> [WHAT IS NEEDED]
Print the entries below in their entirety, exactly as they are written.

> [DATA]
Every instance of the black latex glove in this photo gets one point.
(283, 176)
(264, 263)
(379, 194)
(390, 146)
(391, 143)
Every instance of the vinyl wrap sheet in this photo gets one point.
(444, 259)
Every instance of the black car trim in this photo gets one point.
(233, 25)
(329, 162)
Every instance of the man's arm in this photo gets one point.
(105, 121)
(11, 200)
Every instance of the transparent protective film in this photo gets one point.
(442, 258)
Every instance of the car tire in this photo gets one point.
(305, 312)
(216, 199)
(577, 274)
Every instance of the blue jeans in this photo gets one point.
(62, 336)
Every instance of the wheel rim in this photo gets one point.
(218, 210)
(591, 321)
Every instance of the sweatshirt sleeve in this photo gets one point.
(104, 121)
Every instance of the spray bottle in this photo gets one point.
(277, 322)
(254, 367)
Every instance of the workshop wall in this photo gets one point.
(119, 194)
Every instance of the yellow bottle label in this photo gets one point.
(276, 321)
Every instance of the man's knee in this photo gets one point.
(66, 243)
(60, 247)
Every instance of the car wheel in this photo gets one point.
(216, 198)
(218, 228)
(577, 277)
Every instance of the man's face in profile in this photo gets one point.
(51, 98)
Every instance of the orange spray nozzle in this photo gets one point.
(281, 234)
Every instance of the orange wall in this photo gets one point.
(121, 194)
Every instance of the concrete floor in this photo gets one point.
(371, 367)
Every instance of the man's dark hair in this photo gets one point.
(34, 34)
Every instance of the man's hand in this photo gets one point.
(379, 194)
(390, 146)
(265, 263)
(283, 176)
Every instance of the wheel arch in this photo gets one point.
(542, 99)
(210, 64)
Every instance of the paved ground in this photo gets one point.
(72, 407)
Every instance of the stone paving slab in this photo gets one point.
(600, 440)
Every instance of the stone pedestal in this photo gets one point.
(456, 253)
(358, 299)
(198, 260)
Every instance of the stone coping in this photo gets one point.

> [EXERCISE RESULT]
Every instance of the black latex glove in this photo gets one point.
(283, 176)
(264, 263)
(379, 194)
(390, 146)
(391, 143)
Every instance of the vinyl wrap sheet in this photo gets one point.
(444, 259)
Every instance of the black car trim in this photo gets one point.
(233, 25)
(329, 162)
Every instance of the man's arm in this photo gets one point.
(105, 121)
(11, 200)
Every instance of the transparent protective film in this photo gets one point.
(442, 258)
Every instance of the car tire in this photo gets one point.
(305, 312)
(216, 199)
(577, 274)
Every instance of the blue jeans in this photo gets one point.
(62, 336)
Every instance of the wheel rim in this photo gets one point.
(218, 210)
(591, 321)
Every instance of the sweatshirt sleeve in this photo gets one point.
(104, 121)
Every instance of the spray bottle in this photo gets one point.
(277, 322)
(254, 367)
Every instance of the workshop wall in this photo gets one point.
(119, 194)
Every instance of the yellow bottle label in this photo gets one point.
(276, 321)
Every instance of the man's knee in this photo gets one point.
(66, 243)
(60, 247)
Every instance of the car wheel in this photo gets one point.
(216, 198)
(218, 228)
(577, 277)
Every instance of the man's face in profile in this photo gets one point.
(51, 98)
Every instance of the orange spray nozzle in this photo gets one point.
(281, 234)
Every instance of the orange wall in this photo gets one point.
(121, 194)
Every instance of the concrete floor in this photo gets one point.
(371, 367)
Every instance of the man's dark hair in this photo gets one point.
(34, 34)
Every instance of the man's hand in this photo gets one point.
(379, 194)
(390, 146)
(265, 263)
(283, 176)
Every instance of the wheel arch in this photo gets one point.
(542, 99)
(210, 64)
Every instance of the paved ground in this photo gets one point.
(72, 407)
Every instance of the stone paving slab in this photo gets one point.
(600, 440)
Every instance of the stone pedestal in this photo gets one point.
(456, 253)
(358, 299)
(198, 260)
Every instance of the stone coping in this photo gets one point.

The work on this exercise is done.